● **EXCERPT**:
The taste of home-grown strawberries is far superior to their shop bought counterparts; fortunately, they are easy enough to grow in raised beds, containers or even in the greenhouse with the right care and attention. If raising strawberry plants in a greenhouse, here is everything you need to know to ensure healthy, thriving crops.
To ensure the best chance of success for your greenhouse strawberry crops, choose certified plants. Mature plants tend to cope better with the heat and humidity levels of a greenhouse than runners, although some varieties of young strawberries, such as Tamela, will grow happily in containers in your greenhouse. If you start off young plants or runners in a greenhouse, place them in a clear bag or humid propagator until the roots have established – they will struggle to thrive in very hot conditions and will demand high humidity levels.
Strawberries thrive on nutrient-rich, acidic, well-drained soil. Place individual plants in containers or grow bags, using compost or soil high in organic matter. Ensure there are sufficient drainage holes in your containers – strawberries do not like sitting in water-logged soil, which can damage the crown and cause the fruit to rot. Add a layer of mulch or straw around the surface of the plant to keep the roots cool and the fruit free from moisture.
Heat and light
Strawberries favour heat and as much sunlight as possible, so make sure that the windows of your greenhouse are clean and there is nothing in the way to block out any light; ideally, they should get at least six hours of sunlight daily. Until the plants begin to flower, maintain the greenhouse temperature at around 60°F. The beauty of growing strawberries in a greenhouse is that you will not need to contend with frost, especially an unexpected late frost. Once you have harvested the strawberries, reduce the temperature in the greenhouse so that it remains cool during winter; a cool period is necessary to encourage the plants to flower the following season.

● **PROBLEM STATEMENT**:
Resume the text on growing strawberries in a greenhouse, picking up right after its final sentence.

● **THE DATA**:

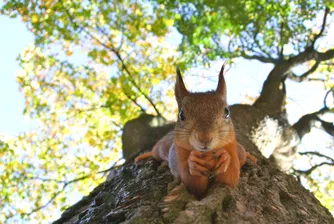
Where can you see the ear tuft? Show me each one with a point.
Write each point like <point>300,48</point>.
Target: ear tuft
<point>221,87</point>
<point>180,89</point>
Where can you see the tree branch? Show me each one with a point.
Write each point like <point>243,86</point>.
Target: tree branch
<point>303,77</point>
<point>306,122</point>
<point>309,171</point>
<point>317,154</point>
<point>326,95</point>
<point>323,26</point>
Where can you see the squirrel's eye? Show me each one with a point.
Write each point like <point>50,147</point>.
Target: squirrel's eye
<point>227,113</point>
<point>181,115</point>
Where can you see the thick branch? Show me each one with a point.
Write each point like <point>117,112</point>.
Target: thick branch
<point>272,94</point>
<point>259,58</point>
<point>303,77</point>
<point>317,154</point>
<point>309,171</point>
<point>306,122</point>
<point>322,28</point>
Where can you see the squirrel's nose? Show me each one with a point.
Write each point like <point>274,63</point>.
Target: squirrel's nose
<point>205,139</point>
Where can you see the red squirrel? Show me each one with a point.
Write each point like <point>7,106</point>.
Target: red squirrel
<point>203,142</point>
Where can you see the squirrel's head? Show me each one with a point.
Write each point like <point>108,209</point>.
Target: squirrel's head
<point>203,120</point>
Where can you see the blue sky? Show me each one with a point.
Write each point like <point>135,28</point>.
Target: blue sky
<point>244,78</point>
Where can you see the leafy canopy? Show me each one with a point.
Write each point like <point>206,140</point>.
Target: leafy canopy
<point>96,64</point>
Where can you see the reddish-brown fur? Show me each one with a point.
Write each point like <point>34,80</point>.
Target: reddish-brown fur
<point>202,128</point>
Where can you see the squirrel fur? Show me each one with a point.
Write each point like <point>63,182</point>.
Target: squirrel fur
<point>203,143</point>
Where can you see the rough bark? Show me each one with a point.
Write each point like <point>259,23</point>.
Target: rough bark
<point>147,194</point>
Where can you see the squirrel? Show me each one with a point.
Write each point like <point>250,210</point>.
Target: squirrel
<point>203,143</point>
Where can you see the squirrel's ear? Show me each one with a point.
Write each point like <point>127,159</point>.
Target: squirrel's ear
<point>221,88</point>
<point>180,89</point>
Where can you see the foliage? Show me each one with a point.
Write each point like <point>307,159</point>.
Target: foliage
<point>96,64</point>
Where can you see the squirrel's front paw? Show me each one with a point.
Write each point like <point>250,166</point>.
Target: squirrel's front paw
<point>224,159</point>
<point>198,165</point>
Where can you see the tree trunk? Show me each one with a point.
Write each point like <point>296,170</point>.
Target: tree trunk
<point>147,193</point>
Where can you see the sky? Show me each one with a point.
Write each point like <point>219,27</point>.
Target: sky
<point>13,39</point>
<point>244,78</point>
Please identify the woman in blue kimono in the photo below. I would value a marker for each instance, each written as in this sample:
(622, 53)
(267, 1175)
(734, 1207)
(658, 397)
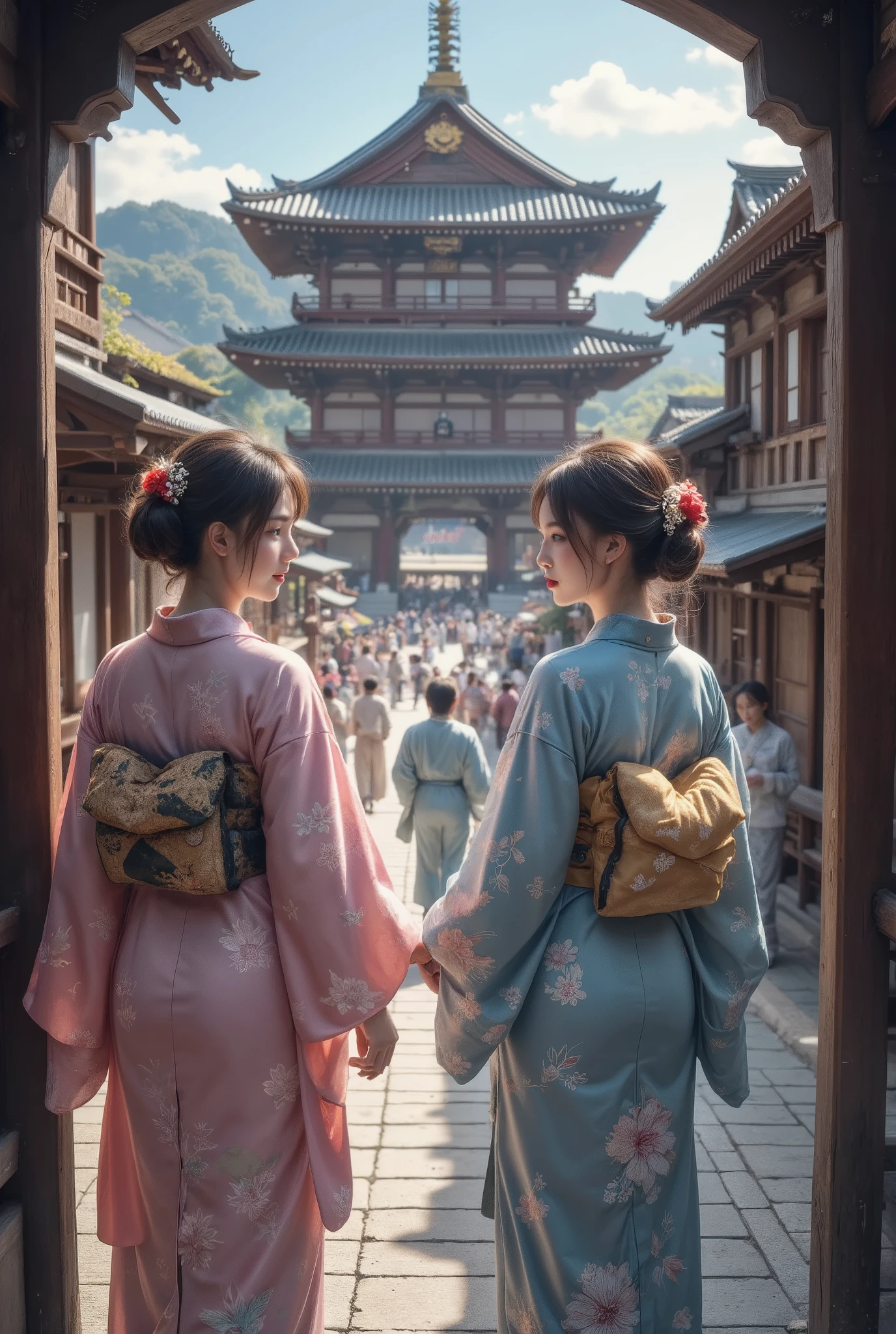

● **FINAL ANSWER**:
Watering and feeding
Since greenhouses can get very hot, and strawberry plants have shallow roots that dry out quickly, regular watering is important, especially during summer. Avoid over-watering the crown or fruit, however, as this can cause rotting. Water from the bottom of the plant if possible; if you can only water from above, do so in the morning to minimise the amount of time they remain wet. Until the flowers open, feed the plants with an organic liquid fertiliser every two weeks or so.
Growing strawberries in a greenhouse keeps them better protected from attack by pests such as slugs, snails, rodents, insects or birds. They are also less likely to succumb to diseases, although this is still a possibility. Keep your greenhouse clean and be vigilant for signs of disease to prevent problems spreading. Strawberries can be prone to verticillium wilt; however, you can prevent this by choosing certified varieties and keeping them away from other plants – such as tomatoes – that are susceptible to this disease.